Input material ::
----

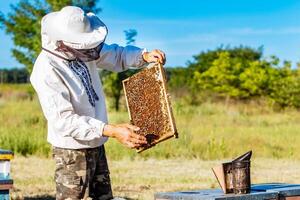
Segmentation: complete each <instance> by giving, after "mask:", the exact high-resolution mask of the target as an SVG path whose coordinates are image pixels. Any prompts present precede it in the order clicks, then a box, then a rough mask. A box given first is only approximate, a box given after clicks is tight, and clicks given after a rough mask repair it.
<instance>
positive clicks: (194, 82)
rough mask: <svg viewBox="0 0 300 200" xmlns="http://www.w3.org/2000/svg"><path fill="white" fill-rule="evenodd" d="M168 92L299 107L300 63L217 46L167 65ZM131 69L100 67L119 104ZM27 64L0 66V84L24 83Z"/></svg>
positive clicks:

----

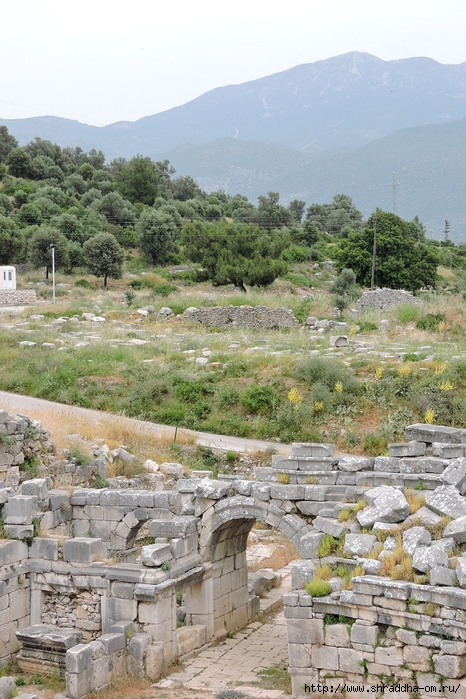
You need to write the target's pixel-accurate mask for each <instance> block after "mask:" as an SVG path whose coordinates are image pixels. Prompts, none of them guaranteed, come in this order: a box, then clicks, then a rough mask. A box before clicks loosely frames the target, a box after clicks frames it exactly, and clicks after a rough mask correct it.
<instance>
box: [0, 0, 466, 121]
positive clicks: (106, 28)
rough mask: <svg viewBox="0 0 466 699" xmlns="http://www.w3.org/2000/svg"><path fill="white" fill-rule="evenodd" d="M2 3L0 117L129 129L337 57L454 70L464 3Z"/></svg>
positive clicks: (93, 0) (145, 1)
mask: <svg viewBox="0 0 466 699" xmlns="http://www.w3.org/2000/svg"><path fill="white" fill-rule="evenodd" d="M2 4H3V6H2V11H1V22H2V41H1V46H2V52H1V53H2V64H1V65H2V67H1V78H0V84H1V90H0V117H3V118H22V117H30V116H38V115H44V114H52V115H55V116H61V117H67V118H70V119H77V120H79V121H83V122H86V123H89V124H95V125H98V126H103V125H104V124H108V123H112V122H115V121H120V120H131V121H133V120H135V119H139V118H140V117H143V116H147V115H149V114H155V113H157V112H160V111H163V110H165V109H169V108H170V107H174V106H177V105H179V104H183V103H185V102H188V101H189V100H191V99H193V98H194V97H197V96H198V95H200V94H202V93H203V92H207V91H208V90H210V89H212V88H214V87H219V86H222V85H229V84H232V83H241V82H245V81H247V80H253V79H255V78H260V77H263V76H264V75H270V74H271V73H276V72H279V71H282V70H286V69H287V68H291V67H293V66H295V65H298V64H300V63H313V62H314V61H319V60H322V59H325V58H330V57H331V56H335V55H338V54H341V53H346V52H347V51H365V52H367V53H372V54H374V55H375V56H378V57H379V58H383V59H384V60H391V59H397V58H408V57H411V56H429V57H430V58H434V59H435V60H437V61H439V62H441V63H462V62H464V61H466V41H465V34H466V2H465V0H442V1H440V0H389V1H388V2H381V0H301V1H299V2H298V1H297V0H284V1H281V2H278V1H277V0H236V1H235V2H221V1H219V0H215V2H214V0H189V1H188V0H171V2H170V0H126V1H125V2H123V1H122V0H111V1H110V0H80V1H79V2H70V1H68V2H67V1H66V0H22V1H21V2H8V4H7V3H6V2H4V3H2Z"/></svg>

----

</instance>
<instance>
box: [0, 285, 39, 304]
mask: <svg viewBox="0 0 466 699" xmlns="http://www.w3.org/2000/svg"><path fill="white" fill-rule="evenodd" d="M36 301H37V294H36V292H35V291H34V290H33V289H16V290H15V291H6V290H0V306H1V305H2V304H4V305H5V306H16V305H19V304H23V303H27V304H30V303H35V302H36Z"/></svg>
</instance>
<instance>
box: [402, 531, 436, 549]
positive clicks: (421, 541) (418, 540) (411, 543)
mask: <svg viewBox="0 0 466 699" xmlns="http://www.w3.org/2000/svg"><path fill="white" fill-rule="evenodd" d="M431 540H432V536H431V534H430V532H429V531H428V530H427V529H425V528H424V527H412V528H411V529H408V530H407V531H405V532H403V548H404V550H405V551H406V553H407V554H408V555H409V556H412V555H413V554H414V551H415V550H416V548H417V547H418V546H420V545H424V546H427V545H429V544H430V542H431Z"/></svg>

----

Problem statement :: Repeat, exactly as they stand above, the lines from the line with "Segmentation: complete each" to the line with "positive clicks: (194, 82)", both lines included.

Answer below ::
Segmentation: complete each <instance> by giving, after "mask:", the exact high-resolution mask of the target as an SVG path whose coordinates are image pixels. Any prompts present precede it in the order clicks, then a box, then a rough mask. A box given first is only approximate, a box given after clicks is tight, and clicks given after a rough mask repair it.
<instance>
positive clicks: (194, 82)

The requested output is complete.